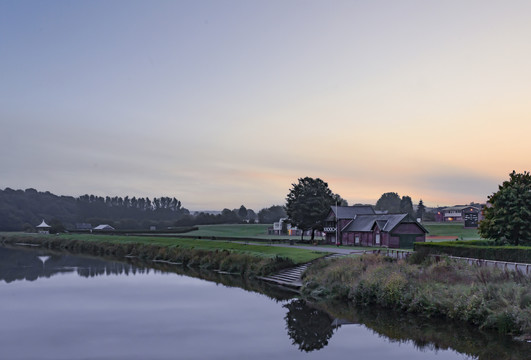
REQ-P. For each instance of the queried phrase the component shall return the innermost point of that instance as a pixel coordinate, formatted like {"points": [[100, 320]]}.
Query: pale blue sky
{"points": [[223, 103]]}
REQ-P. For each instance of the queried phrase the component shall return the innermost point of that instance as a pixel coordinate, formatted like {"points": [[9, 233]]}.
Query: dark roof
{"points": [[386, 222], [350, 212], [459, 208]]}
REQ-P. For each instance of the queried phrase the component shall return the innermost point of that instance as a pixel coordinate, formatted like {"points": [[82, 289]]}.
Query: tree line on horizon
{"points": [[22, 210]]}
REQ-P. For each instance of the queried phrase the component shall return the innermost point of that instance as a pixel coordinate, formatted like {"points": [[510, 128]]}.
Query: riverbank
{"points": [[484, 297], [236, 258]]}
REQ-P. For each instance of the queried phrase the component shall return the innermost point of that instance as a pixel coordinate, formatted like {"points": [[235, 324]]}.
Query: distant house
{"points": [[103, 227], [83, 226], [470, 215], [290, 230], [43, 228], [362, 226]]}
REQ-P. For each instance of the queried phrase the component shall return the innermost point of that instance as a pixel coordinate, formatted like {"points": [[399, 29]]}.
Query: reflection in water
{"points": [[309, 327], [22, 263]]}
----
Extract each line of the listing that contains the string "Query", and reproduce those lines in their original order.

Query: pale blue sky
Query: dark roof
Query: tree line on horizon
Query: riverbank
Query: distant house
Query: reflection in water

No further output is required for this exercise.